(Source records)
● ● ● ● ●

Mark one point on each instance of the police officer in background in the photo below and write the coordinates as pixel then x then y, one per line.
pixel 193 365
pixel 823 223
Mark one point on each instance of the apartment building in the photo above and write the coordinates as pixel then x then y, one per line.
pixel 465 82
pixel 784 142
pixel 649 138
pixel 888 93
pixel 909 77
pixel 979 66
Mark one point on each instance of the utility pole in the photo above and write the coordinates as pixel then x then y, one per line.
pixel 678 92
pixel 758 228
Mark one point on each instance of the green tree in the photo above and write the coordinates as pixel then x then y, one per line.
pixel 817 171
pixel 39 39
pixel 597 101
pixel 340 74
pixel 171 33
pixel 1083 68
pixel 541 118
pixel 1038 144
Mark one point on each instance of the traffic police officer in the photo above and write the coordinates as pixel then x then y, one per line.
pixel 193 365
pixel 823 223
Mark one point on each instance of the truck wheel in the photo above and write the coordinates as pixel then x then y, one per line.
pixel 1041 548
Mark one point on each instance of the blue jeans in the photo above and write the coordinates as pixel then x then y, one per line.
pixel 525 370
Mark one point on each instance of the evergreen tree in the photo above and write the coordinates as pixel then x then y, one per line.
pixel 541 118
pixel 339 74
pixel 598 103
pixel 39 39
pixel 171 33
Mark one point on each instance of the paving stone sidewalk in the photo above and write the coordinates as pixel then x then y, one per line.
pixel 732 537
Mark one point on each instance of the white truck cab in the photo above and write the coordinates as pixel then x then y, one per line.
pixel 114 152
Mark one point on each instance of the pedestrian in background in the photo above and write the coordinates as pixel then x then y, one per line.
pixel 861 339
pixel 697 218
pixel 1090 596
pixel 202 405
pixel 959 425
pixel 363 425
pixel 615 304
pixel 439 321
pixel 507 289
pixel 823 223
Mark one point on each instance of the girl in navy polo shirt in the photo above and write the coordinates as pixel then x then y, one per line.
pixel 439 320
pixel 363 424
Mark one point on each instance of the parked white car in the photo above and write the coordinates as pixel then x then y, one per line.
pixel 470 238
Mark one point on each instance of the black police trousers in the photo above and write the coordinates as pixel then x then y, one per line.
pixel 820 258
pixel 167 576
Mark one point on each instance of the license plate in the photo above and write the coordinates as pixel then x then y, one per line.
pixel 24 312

● ● ● ● ●

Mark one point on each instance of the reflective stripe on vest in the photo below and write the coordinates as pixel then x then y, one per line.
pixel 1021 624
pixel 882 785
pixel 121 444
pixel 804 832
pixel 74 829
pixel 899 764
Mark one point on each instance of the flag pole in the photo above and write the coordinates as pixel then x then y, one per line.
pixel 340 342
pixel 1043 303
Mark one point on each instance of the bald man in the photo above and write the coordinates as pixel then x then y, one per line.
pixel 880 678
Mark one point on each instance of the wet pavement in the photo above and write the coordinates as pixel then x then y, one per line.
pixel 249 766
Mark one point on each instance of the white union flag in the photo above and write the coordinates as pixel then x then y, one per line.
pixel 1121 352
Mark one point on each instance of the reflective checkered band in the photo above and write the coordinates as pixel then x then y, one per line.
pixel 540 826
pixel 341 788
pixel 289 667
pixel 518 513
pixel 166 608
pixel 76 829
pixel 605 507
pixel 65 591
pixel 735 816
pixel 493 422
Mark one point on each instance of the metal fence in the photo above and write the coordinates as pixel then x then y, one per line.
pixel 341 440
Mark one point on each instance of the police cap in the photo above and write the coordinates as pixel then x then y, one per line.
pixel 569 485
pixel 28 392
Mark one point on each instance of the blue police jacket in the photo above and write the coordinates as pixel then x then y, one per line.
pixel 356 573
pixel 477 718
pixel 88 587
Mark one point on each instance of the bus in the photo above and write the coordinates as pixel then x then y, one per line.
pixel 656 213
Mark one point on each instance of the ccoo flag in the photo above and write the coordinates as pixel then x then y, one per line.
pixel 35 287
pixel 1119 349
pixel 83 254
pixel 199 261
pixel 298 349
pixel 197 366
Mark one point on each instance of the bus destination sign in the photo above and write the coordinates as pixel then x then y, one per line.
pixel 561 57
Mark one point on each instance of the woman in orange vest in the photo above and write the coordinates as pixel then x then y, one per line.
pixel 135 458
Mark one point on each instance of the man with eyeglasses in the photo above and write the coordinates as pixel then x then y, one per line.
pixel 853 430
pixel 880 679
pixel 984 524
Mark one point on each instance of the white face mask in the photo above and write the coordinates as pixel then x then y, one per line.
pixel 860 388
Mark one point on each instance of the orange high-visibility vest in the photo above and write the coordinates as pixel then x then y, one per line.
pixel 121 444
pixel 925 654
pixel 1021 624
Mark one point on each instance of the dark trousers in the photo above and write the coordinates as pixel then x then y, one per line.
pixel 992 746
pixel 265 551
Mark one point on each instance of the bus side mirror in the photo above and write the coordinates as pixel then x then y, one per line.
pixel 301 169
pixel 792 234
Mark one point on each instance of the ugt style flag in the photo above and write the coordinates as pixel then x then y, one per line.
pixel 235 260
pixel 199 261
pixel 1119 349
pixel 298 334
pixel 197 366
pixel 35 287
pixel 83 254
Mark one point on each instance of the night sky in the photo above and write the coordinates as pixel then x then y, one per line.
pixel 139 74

● ● ● ● ●

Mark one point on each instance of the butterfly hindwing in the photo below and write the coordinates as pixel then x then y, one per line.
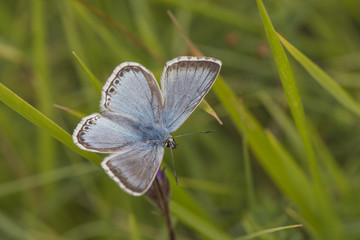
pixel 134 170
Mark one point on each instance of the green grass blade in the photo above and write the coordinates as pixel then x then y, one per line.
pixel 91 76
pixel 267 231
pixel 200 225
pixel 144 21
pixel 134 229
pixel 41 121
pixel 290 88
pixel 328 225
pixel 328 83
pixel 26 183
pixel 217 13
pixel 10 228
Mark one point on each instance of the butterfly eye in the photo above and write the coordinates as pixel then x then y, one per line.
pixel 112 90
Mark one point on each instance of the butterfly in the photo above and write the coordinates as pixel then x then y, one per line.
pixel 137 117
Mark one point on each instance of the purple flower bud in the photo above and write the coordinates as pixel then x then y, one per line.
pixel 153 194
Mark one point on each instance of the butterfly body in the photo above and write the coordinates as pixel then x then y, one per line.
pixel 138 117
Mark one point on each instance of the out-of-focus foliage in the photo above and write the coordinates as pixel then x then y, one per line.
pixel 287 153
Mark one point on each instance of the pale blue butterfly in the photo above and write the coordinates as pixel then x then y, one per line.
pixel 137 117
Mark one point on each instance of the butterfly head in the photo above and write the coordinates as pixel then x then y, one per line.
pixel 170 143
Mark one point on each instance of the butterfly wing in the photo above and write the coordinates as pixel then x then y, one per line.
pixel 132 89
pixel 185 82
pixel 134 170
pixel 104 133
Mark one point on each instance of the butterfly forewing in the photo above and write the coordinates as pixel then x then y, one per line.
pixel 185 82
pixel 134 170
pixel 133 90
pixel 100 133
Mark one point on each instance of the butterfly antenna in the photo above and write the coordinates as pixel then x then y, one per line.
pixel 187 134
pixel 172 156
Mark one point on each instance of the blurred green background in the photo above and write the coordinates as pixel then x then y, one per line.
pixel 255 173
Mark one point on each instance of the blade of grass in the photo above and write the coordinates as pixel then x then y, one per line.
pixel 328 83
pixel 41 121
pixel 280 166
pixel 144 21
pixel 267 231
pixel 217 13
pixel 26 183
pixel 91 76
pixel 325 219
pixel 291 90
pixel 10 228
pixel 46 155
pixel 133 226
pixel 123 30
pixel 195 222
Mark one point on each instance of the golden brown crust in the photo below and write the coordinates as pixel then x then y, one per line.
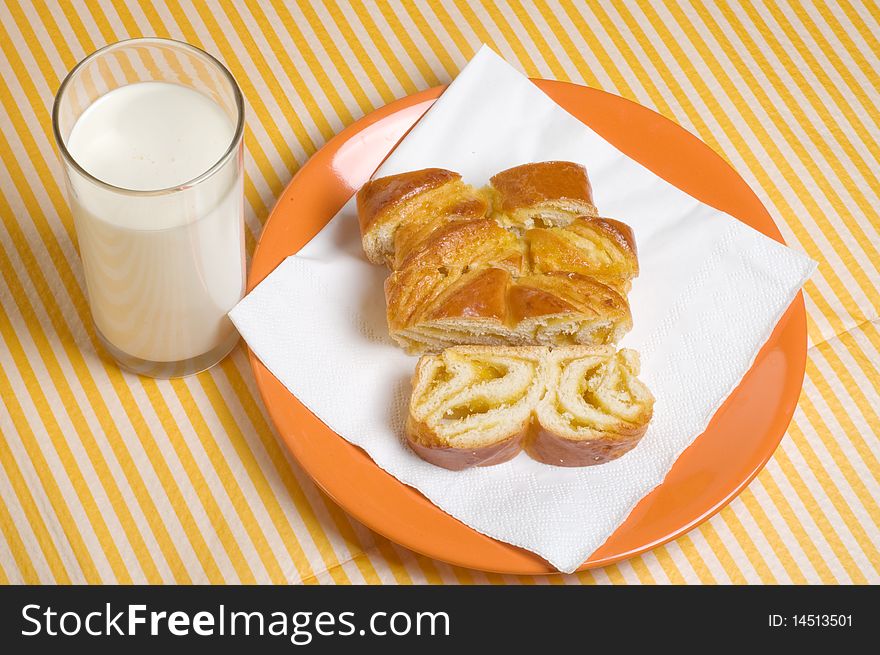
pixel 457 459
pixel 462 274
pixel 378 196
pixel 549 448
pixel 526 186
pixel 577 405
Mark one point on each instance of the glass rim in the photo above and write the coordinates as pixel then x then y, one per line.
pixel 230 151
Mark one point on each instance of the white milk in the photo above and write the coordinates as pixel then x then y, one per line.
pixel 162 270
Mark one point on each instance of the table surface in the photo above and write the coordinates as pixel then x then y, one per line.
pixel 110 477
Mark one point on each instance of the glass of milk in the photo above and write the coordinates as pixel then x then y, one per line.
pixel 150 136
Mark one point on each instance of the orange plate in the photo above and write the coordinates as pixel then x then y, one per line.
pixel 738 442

● ● ● ● ●

● What to produce:
Lay out the records as a numbered list with blank lines omitted, starting with the line that contains "Mark one point on each instance of the bus destination" and going on through the line that contains "pixel 139 74", both included.

● Task result:
1. Mark one point on each instance of the bus destination sign in the photo above and write the coordinates as pixel then x then y, one per line.
2. pixel 561 57
3. Mark one point on each instance of the woman in orange vest in the photo above and write the coordinates as pixel then x then y, one per line.
4. pixel 135 458
5. Mark one point on each instance of the man with eyeglasses in the photo above and write the coordinates as pixel then x then y, one per line.
6. pixel 853 430
7. pixel 880 679
8. pixel 984 524
9. Mark one point on each instance of the white face mask in the photo above and write the coordinates as pixel then x then y, one per line.
10. pixel 860 388
11. Mark one point on each instance of the orange high-visibility vest in the photo above and write the coordinates as pixel then x then y, one per line.
12. pixel 121 444
13. pixel 925 654
14. pixel 1021 624
15. Mark one point on each instance of the dark trousers in the photo above and write the coordinates as pixel then x then y, one per line.
16. pixel 992 746
17. pixel 265 551
18. Mark one point on each instance of the bus side mirror in the photo above and write the coordinates as pixel then x then y, one per line.
19. pixel 301 169
20. pixel 792 234
21. Mark one point on each instance of the ugt style flag in the photo above and write the coordinates as pixel then x then y, one per line.
22. pixel 235 260
23. pixel 199 261
24. pixel 1119 349
25. pixel 298 334
26. pixel 197 366
27. pixel 35 287
28. pixel 83 254
29. Mark one point on each instance of the night sky in the photo above and write the coordinates as pixel then x then y, one per line.
30. pixel 139 74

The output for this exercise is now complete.